▸ WHAT TO PRODUCE
Arrange the lines below into a numbered list, omitting any blank lines.

▸ EXTRACTED RECORDS
▬▬▬
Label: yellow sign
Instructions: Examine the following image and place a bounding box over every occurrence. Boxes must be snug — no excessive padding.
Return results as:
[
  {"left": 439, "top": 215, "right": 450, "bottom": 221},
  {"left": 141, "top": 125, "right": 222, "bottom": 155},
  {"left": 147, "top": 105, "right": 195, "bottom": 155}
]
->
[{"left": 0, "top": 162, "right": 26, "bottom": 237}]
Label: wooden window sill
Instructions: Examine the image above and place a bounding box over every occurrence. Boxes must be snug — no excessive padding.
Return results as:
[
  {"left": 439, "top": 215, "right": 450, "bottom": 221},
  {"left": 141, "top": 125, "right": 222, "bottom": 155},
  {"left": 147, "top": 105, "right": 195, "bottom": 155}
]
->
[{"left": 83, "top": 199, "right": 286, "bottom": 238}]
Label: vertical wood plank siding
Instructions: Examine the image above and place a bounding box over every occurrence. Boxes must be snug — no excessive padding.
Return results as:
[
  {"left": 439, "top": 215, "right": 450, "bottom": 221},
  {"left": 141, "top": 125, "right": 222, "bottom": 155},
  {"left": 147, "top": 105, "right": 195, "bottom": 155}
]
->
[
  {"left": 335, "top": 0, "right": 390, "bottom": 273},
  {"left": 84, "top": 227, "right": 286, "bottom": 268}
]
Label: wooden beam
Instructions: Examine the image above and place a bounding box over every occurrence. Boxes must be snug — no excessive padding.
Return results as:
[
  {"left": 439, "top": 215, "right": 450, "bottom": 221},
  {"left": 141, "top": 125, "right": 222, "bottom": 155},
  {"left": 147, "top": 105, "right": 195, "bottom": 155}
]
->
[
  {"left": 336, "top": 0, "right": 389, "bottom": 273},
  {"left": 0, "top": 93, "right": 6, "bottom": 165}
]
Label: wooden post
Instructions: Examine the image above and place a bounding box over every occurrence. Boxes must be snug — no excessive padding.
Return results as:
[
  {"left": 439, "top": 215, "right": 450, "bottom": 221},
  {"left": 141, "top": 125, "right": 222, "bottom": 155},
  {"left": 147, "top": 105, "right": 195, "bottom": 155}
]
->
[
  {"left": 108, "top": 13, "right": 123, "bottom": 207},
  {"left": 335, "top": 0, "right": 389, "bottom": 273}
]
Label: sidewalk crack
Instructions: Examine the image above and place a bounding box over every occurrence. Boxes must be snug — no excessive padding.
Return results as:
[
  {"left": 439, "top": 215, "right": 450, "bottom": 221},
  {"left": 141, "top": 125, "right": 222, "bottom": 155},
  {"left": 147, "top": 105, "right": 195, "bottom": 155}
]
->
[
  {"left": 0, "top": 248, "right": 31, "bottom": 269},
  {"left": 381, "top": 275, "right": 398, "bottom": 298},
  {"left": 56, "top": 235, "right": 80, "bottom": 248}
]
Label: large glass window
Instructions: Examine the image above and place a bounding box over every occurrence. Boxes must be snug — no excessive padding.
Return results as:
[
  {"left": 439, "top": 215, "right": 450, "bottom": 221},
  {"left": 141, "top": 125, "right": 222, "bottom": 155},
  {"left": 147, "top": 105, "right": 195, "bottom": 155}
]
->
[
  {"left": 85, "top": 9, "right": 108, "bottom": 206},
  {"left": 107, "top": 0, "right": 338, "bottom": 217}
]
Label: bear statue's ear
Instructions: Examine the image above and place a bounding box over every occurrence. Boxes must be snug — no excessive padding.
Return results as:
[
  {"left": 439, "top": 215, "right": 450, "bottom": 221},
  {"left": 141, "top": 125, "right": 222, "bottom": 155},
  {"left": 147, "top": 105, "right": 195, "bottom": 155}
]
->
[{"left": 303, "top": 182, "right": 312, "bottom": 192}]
▬▬▬
▸ EXERCISE RESPONSE
1. Label: yellow sign
2. Instructions: Examine the following image and place a bounding box over every occurrence. Boxes must be snug — no excessive padding.
3. Return results as:
4. [
5.   {"left": 439, "top": 215, "right": 450, "bottom": 221},
6.   {"left": 141, "top": 125, "right": 222, "bottom": 155},
7.   {"left": 147, "top": 105, "right": 195, "bottom": 155}
8. ]
9. ->
10. [{"left": 0, "top": 162, "right": 26, "bottom": 237}]
11. Label: wooden window sill
12. Instructions: Examine the image above and place a bounding box over every occurrence. Boxes must be snug — no excessive padding.
13. Return results as:
14. [
15.   {"left": 439, "top": 215, "right": 450, "bottom": 221},
16.   {"left": 141, "top": 125, "right": 222, "bottom": 155},
17.   {"left": 147, "top": 105, "right": 195, "bottom": 155}
18. ]
19. ->
20. [{"left": 83, "top": 199, "right": 286, "bottom": 238}]
21. Label: vertical wood plank siding
22. Instructions: Examine the image above and place a bounding box over every occurrence. Boxes must be snug — no excessive padding.
23. Return results as:
24. [
25.   {"left": 439, "top": 215, "right": 450, "bottom": 221},
26.   {"left": 141, "top": 125, "right": 222, "bottom": 155},
27.   {"left": 147, "top": 105, "right": 195, "bottom": 155}
28. ]
29. ->
30. [
31.   {"left": 335, "top": 0, "right": 390, "bottom": 273},
32.   {"left": 84, "top": 227, "right": 286, "bottom": 268}
33. ]
34. Label: wooden beam
35. Instructions: Examine the image above and place a bounding box over every occurrence. Boxes must be snug — no excessive padding.
36. Return results as:
37. [
38.   {"left": 439, "top": 215, "right": 450, "bottom": 221},
39.   {"left": 141, "top": 125, "right": 222, "bottom": 155},
40.   {"left": 147, "top": 105, "right": 195, "bottom": 155}
41. ]
42. ->
43. [
44.   {"left": 336, "top": 0, "right": 389, "bottom": 273},
45.   {"left": 0, "top": 93, "right": 6, "bottom": 165}
46. ]
47. Label: wooden post
48. Instructions: Examine the image above and place a bounding box over every occurrence. Boxes must be snug — no excessive padding.
49. Return results as:
50. [
51.   {"left": 439, "top": 215, "right": 450, "bottom": 221},
52.   {"left": 141, "top": 125, "right": 222, "bottom": 155},
53.   {"left": 147, "top": 105, "right": 195, "bottom": 155}
54. ]
55. ->
56. [
57.   {"left": 108, "top": 13, "right": 123, "bottom": 207},
58.   {"left": 335, "top": 0, "right": 389, "bottom": 273}
59. ]
60. Label: sidewalk crack
61. Instructions: Examine the image above and place a bounding box over every occurrence. Boxes must be snug — no excessive padding.
62. Return results as:
63. [
64.   {"left": 439, "top": 215, "right": 450, "bottom": 221},
65.   {"left": 141, "top": 125, "right": 222, "bottom": 155},
66.   {"left": 147, "top": 105, "right": 195, "bottom": 155}
67. ]
68. ->
69. [
70.   {"left": 0, "top": 248, "right": 31, "bottom": 269},
71.   {"left": 381, "top": 275, "right": 398, "bottom": 298},
72.   {"left": 56, "top": 235, "right": 80, "bottom": 248}
73. ]
74. Label: large glass window
75. Instructions: Examine the image above and place a bounding box over every occurrence. Boxes must be snug — no excessive padding.
76. Return results as:
77. [
78.   {"left": 439, "top": 215, "right": 450, "bottom": 221},
79.   {"left": 141, "top": 125, "right": 222, "bottom": 155},
80.   {"left": 147, "top": 105, "right": 195, "bottom": 155}
81. ]
82. ->
83. [
84.   {"left": 85, "top": 9, "right": 108, "bottom": 206},
85.   {"left": 107, "top": 0, "right": 338, "bottom": 217}
86. ]
87. Label: bear statue's ear
88. Instructions: Examine the image above and place a bounding box over every occurrence. Boxes must be snug — no excessive padding.
89. Return results as:
90. [
91.   {"left": 439, "top": 215, "right": 450, "bottom": 221},
92.   {"left": 141, "top": 125, "right": 222, "bottom": 155},
93.   {"left": 147, "top": 105, "right": 195, "bottom": 155}
94. ]
95. ->
96. [{"left": 303, "top": 182, "right": 312, "bottom": 192}]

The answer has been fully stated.